** Text under study follows **
By Timothy Aeppel
(Reuters) – North American companies snapped up a record number of robots in the first half of this year as they struggled to keep factories and warehouses humming in the face of an extremely tight labor market and soaring compensation costs.
Companies ordered a record 12,305 machines in the second quarter valued at $585 million, 25% more units than during the same period a year ago, according to data compiled by the industry group the Association for Advancing Automation. Combined with a strong first quarter, the North American robotics market notched its best first half ever, the group said.
“Companies need to get product out the door — and so they need” new automation, said Jeff Burnstein, president of the Association for Advancing Automation, known as A3.
Eaton Corporation PLC, for example, is working on 150 different robot installations over the next year and a half in its electrical equipment factories in North America.
The incentives for companies to pursue a robot-enhanced workforce are obvious in the current tight labor market. With nearly two open jobs for every unemployed worker, employers are bidding up wages: Total U.S. labor costs – covering wages and benefits – surged 5.1% year over year in the second quarter, the most since the Labor Department began tracking it in 2001.
Yet if robots are designed to make workers more productive, that is not evident so far: Those thick order books come as U.S. productivity fell in the second quarter at its steepest pace on an annualized basis since the government began reporting it in 1948.
One possible explanation is the distortions caused by the COVID-19 pandemic. The crisis saw huge shifts in the workforce, including an exodus of workers during the darkest days of the crisis who are only slowly filtering back into jobs. It is normal for workers to be less productive if they are moving into new careers or changing jobs in their existing fields.
** End of Text under study **
** Data section follows **
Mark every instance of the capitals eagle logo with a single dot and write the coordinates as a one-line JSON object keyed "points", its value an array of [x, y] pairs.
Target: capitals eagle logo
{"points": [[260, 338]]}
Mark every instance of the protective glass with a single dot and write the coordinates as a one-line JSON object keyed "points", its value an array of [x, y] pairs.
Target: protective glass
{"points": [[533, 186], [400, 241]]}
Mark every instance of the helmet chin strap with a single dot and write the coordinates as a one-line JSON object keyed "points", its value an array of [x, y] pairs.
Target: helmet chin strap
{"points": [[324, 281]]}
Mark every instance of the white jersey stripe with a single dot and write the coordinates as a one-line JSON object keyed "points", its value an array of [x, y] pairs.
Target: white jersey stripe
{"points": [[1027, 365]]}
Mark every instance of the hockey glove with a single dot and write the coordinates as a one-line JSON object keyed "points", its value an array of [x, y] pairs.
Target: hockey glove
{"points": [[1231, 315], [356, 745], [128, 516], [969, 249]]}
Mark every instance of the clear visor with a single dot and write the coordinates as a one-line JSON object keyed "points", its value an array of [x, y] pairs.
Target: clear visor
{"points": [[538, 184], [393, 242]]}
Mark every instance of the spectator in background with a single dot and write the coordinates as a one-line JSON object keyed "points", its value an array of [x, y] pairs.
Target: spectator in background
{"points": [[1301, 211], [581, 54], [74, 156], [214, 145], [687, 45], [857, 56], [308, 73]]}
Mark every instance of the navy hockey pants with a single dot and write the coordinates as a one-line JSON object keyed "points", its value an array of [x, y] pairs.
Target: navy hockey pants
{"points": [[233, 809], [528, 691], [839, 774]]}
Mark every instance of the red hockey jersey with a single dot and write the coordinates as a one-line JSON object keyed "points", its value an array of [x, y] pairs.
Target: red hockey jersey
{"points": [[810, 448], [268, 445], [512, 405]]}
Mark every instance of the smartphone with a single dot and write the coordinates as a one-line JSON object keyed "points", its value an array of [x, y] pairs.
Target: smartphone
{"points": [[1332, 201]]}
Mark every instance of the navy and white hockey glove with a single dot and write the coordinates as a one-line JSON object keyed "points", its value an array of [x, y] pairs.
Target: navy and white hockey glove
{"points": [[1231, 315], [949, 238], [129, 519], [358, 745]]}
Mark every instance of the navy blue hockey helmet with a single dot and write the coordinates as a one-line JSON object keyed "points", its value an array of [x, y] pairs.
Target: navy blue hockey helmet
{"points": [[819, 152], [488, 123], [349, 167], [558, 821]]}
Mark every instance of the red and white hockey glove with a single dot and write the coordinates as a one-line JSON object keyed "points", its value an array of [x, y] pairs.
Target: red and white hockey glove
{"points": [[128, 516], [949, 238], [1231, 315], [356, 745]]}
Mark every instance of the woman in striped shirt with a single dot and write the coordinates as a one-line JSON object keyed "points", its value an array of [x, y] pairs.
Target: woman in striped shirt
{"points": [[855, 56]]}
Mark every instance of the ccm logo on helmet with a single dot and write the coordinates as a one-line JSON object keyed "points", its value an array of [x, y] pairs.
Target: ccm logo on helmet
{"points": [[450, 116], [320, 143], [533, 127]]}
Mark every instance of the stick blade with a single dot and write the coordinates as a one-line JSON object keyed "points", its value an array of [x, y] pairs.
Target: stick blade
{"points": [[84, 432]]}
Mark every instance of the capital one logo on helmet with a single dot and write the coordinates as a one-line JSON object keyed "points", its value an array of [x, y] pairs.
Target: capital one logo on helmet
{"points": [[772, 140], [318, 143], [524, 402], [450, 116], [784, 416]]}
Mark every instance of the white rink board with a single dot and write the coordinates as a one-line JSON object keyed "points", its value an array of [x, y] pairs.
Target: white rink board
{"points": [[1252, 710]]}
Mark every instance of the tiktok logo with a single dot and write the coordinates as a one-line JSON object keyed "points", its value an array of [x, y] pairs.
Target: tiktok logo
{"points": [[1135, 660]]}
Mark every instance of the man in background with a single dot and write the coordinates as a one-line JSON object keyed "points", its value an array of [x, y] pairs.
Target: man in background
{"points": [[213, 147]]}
** End of Data section **
According to the article on robot orders, how many robots did North American companies order in the second quarter?

*Exercise output*. 12,305